Berichtdoor neku » 23 Okt 2018 19:23

safe_image.php.jpg

4D Chess: Tether Accused of Buying Its Own Tokens to Make Quick Millions

Ran NeuNer, CNBC Africa’s “Crypto Trader” host, has recently expressed his indignation on Twitter pertaining to Tether redeem and burn 600 mln of USDT tokens. He claims that Tether was able to make about $30 mln because of last week’s five percent discount.

Tether redeeming and burning 600m tokens, taking them out of circulation. Last week the average discount was about 5%... thats a quick $30m right there. pic.twitter.com/kYaBiZGlpr
— Ran NeuNer (@cryptomanran) October 21, 2018

His tweet immediately provoked a heated discussion with Twitter users agreeing that the company behind the world’s biggest stablecoin is not playing fair. They’ve seemingly reached the consensus that Tether is intentionally running and amplifying a FUD campaign in order to buy its own tokens at a lower price and later issue them at 1:1 ratio again.

▶ Given problem 1:
From the Tether article, please extract the part that opens with the words containing "His tweet immediately" and closes with "1:1 ratio again.".
▶ Given problem 2:
In one to three sentences, explain why Twitter users in the Tether article believe the company is running and amplifying a FUD campaign.

▶ Material:

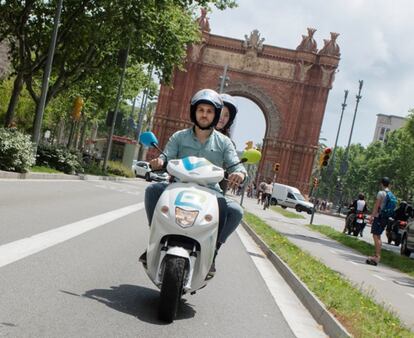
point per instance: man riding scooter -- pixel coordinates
(357, 211)
(202, 140)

▶ Expected answer 1:
His tweet immediately provoked a heated discussion with Twitter users agreeing that the company behind the world’s biggest stablecoin is not playing fair. They’ve seemingly reached the consensus that Tether is intentionally running and amplifying a FUD campaign in order to buy its own tokens at a lower price and later issue them at 1:1 ratio again.

▶ Expected answer 2:
They believe Tether is doing it to buy its own tokens at a lower price. Tether could then issue those tokens again at a 1:1 ratio.